Referring expression data
((

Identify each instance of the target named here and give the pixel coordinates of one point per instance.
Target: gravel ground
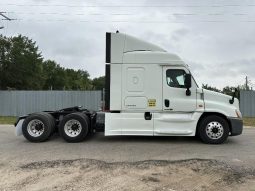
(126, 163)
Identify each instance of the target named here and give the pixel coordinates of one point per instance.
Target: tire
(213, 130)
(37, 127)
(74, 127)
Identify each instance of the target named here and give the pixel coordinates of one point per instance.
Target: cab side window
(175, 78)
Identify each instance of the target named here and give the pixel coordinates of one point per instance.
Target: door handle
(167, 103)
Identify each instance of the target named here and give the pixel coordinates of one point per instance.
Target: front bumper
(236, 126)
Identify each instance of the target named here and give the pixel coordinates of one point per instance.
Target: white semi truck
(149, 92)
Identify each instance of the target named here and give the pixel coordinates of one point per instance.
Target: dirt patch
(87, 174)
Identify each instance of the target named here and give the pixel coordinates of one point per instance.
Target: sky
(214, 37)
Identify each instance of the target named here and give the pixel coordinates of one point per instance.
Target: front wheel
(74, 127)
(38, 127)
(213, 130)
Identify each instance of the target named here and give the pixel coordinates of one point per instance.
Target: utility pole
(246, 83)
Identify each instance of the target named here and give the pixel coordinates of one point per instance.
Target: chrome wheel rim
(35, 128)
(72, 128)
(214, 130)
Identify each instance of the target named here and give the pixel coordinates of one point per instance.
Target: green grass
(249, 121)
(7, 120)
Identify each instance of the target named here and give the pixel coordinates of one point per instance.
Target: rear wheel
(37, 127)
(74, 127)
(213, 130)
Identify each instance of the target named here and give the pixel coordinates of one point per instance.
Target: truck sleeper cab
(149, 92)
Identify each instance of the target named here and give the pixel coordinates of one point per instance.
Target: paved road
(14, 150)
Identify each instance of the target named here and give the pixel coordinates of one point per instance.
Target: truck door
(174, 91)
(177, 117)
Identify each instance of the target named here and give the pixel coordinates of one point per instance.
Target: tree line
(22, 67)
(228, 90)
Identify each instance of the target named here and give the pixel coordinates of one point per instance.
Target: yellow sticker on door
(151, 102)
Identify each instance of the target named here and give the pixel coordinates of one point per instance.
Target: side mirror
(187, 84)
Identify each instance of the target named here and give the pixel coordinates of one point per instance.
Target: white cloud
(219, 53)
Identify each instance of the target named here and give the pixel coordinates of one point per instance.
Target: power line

))

* [Problem to work on] Restate each entry word for word, leaving out any pictures.

* [Your solution]
Identify each instance of the target named here and give the pixel coordinates of one point per instance.
Target: gravel ground
(126, 163)
Identify each instance of the target named here and give the pixel coordinates of one point per instance.
Target: tire
(213, 130)
(37, 127)
(74, 127)
Identify each instance of the target named here and give the pixel coordinates of one point per instance.
Target: cab side window
(175, 78)
Identify each instance of the target named here and give the pixel coordinates of one point per instance.
Target: door handle
(167, 103)
Identify each instance of the target named here and give the pixel coordinates of one point per instance.
Target: front bumper
(236, 126)
Identify each instance of the target named here and give the pixel coordinates of one point per instance.
Target: white semi truck
(149, 92)
Identify each instance of the target named here and give the pixel coordinates of one point per instance.
Target: dirt patch
(87, 174)
Identify each instance of the target named here and give the pixel coordinates of one point per instance.
Target: sky
(214, 37)
Identify each instance of the target named here and give the pixel coordinates of one point per instance.
Target: front wheel
(74, 127)
(38, 127)
(213, 130)
Identify each instance of the target named here and give the pixel coordinates of one point per instance.
Target: utility pole
(246, 83)
Identify each instance of the target named here and give the pixel coordinates of one point per instance.
Target: chrome wheel rim
(35, 128)
(72, 128)
(214, 130)
Identify each instance of the target named here and give the pixel coordinates of one point per instance.
Target: green grass
(249, 121)
(7, 120)
Identify each instance of the target named here and give the pixel coordinates of one point per instance.
Target: rear wheel
(37, 127)
(74, 127)
(213, 130)
Identify each instance of the target named here and give the pixel coordinates of one point per instance.
Target: truck sleeper cab
(149, 92)
Identify each instance of the target named here and give the pixel coordinates of one point per instance.
Target: paved road
(14, 150)
Identify each instance of the target named here and give the pixel coordinates of one point per instance.
Target: truck door
(174, 91)
(177, 117)
Identify each instance of the target named here and give the pixel coordinates of one point per instance.
Target: tree line
(22, 67)
(228, 90)
Identify each instance of the target named here and give the pixel coordinates of one point per instance.
Target: yellow sticker on door
(151, 102)
Identify each instance of the target named here and give the pixel coordinates of one point per instance.
Target: side mirror
(187, 84)
Identify each instance of the target named here and give the pixel coordinates of one point per instance.
Target: white cloud
(219, 53)
Identify each instance of the target named here and give the pixel coordinates of one point per instance.
Target: power line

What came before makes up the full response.